◆ Your tasks ◆
1 – Revise the GABA spectroscopy text from "As the primary" through "to specific tissues.", replacing "neurotransmitter" with "chemical messenger".
2 – What approximate concentration of GABA does the GABA spectroscopy text give?

PMCID: PMC3407348  NIHMSID: NIHMS365684  PMID: 22505305

Abstract

We develop and implement a selective homonuclear polarization transfer method for the detection of 3.0ppm C-4 GABA resonance by spectroscopic imaging in the human brain at 7T. This single shot method is demonstrated with simulations and phantoms, which achieves comparable efficiency of detection to that of J-difference editing. The macromolecule resonance that commonly co-edits with GABA is suppressed at 7T through use of a narrow band pre-acquisition suppression pulse. This technique is implemented in humans with an 8 channel transceiver array and high degree B0 shimming to measure supplementary motor area and thalamic GABA in controls (n=8) and epilepsy patients (n=8 total). We find that the GABA/NAA (N-acetyl aspartate) ratio in the thalamus of control volunteers, well controlled and poorly controlled epilepsy patients are 0.053±0.012 (n=8), 0.090±0.012 (n=2), and 0.038±0.009 (n=6).

Keywords: GABA, coherence transfer, spectroscopy, brain, thalamus

Introduction

As the primary inhibitory neurotransmitter in human brain, the robust in vivo detection of GABA remains of high interest. The concentration of GABA varies between white and gray matter, and is sensitive to a variety of neurologic and psychiatric disorders [1,2]. However, its detection is challenging for several reasons. Given its low concentration (~1mM) and high degree of spectral overlap with creatine, amino acids and macromolecule resonances, some form of spectral editing is needed for unambiguous detection. Furthermore, because of the white-gray matter variation of GABA and possible regional variation from subcortical gray matter regions (thalamus, basal ganglia [3,4]), its measurement would be preferably performed as a spectroscopic image to enable more accurate localization to specific tissues.

◆ Data records ◆
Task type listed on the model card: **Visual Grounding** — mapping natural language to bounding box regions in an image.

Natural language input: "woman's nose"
==
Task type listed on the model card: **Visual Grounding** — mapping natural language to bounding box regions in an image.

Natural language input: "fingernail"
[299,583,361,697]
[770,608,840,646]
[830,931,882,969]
--
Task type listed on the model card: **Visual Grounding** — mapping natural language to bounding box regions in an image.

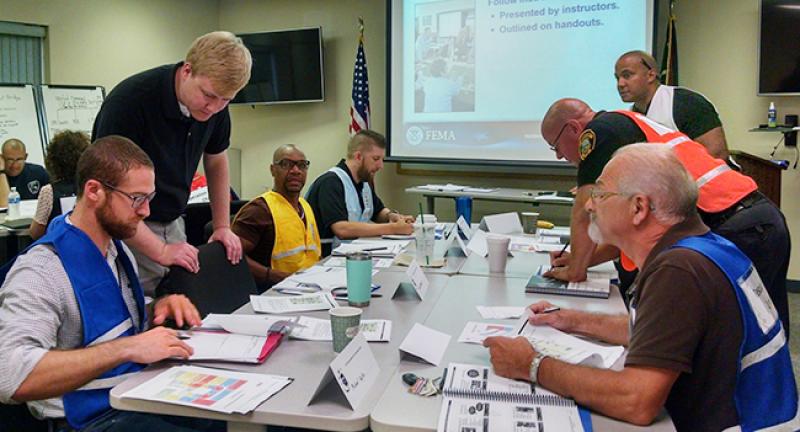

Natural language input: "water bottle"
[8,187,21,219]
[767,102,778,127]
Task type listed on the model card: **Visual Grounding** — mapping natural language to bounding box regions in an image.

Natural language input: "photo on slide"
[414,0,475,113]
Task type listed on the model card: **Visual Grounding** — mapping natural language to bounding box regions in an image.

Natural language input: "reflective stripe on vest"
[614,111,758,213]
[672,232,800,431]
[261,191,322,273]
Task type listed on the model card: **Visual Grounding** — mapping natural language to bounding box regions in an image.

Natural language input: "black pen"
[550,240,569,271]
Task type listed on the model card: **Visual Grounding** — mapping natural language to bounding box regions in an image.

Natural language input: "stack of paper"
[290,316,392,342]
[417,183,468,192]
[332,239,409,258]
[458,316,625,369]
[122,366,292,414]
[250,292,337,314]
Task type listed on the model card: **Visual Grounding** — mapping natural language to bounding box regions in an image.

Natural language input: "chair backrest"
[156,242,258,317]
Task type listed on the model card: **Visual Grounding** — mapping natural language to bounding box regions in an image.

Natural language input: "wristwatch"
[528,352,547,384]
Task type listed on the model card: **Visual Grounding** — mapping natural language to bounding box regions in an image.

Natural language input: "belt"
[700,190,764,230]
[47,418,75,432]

◆ Solutions to the exercise ◆
1 –
As the primary inhibitory chemical messenger in human brain, the robust in vivo detection of GABA remains of high interest. The concentration of GABA varies between white and gray matter, and is sensitive to a variety of neurologic and psychiatric disorders [1,2]. However, its detection is challenging for several reasons. Given its low concentration (~1mM) and high degree of spectral overlap with creatine, amino acids and macromolecule resonances, some form of spectral editing is needed for unambiguous detection. Furthermore, because of the white-gray matter variation of GABA and possible regional variation from subcortical gray matter regions (thalamus, basal ganglia [3,4]), its measurement would be preferably performed as a spectroscopic image to enable more accurate localization to specific tissues.

2 – About 1 mM.